(Consigne):
Remplacez « drop a dot » par « place a marker » dans toutes les lignes ci-dessous, sans rien modifier d'autre.

(Entrées issues d'une source de données)
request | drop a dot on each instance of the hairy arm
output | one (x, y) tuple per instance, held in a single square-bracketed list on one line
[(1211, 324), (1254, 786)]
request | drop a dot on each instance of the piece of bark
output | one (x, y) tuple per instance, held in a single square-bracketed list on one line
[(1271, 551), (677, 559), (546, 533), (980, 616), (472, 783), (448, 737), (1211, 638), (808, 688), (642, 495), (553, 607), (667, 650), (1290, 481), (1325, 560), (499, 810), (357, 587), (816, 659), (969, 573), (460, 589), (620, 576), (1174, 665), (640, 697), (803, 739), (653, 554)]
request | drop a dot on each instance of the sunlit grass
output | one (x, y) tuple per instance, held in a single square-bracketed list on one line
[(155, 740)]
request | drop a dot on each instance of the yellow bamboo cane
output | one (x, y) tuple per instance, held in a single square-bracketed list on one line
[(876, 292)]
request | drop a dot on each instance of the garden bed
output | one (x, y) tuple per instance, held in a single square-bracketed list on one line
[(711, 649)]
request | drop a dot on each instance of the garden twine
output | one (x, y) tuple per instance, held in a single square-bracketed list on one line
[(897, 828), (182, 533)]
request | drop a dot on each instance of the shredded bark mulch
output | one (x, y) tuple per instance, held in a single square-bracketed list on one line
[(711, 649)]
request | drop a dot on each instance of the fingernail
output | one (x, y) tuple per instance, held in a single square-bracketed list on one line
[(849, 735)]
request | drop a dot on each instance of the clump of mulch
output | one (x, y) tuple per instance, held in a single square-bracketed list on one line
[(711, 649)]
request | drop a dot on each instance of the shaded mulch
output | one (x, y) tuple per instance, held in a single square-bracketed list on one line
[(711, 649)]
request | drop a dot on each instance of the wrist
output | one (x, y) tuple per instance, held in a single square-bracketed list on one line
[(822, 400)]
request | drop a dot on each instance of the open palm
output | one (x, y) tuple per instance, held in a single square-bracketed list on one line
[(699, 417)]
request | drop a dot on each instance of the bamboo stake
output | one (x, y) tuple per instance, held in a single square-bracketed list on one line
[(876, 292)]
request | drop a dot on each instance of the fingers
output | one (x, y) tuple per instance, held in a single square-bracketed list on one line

(Résultat attendu):
request | place a marker on each instance of the hairy arm
output | one (x, y) tuple per instance, held in a single square-bracketed list on one line
[(1211, 324), (1254, 786)]
request | place a marker on each instance of the piece of bark
output | one (x, y) tuple per instance, held in a single square-bracketed list on one line
[(1271, 551), (677, 559), (546, 533), (980, 616), (472, 783), (448, 737), (1211, 638), (808, 688), (642, 495), (553, 607), (667, 650), (1290, 481), (1325, 560), (499, 810), (357, 587), (816, 659), (969, 573), (460, 589), (620, 576), (1174, 665), (640, 697), (803, 739), (653, 554)]
request | place a marker on each instance of the sunlit grass
output | one (x, y) tuple per instance, held in a single square-bracketed list on one line
[(155, 740)]
request | place a marker on each instance of the yellow bamboo cane
output | one (x, y) tuple per instance, held in a single square-bracketed list on one line
[(876, 292)]
request | place a marker on each instance of the garden bed
output | one (x, y) tuple per instance, held in a single square-bracketed list on one line
[(711, 649)]
request | place a marker on each instance of the garden twine
output | one (x, y) tuple per instance, held in a single square-bracketed list on one line
[(897, 828), (182, 533)]
request | place a marker on each instance of the shredded bark mulch
output | one (x, y) tuple per instance, held in a single square-bracketed list on one line
[(711, 649)]
request | place a marker on each instance of the fingernail
output | one (x, y) tuple per instance, held in a single square-bracketed list on one line
[(849, 735)]
request | place a marker on each instance of the clump of mulch
output | one (x, y) tuple per instance, held in a single square-bracketed list on one line
[(711, 649)]
request | place a marker on each instance of the shaded mulch
output | one (x, y) tuple per instance, held in a single square-bracketed list on one line
[(711, 649)]
request | place a marker on each instance of the wrist
output | one (x, y) tuple per instance, held in a single square-bracketed list on one line
[(822, 400)]
request | place a marker on each instance of the open palm
output | one (x, y) tuple per instance, held in a single square-bracketed list on one line
[(699, 417)]
request | place a marker on each instance of the bamboo stake
output | one (x, y) tuple per instance, held in a single square-bracketed list on one line
[(876, 292)]
request | place a marker on each instance of the fingers
output | one (x, y) tuple per instance, held in a single square-bracketed list on one line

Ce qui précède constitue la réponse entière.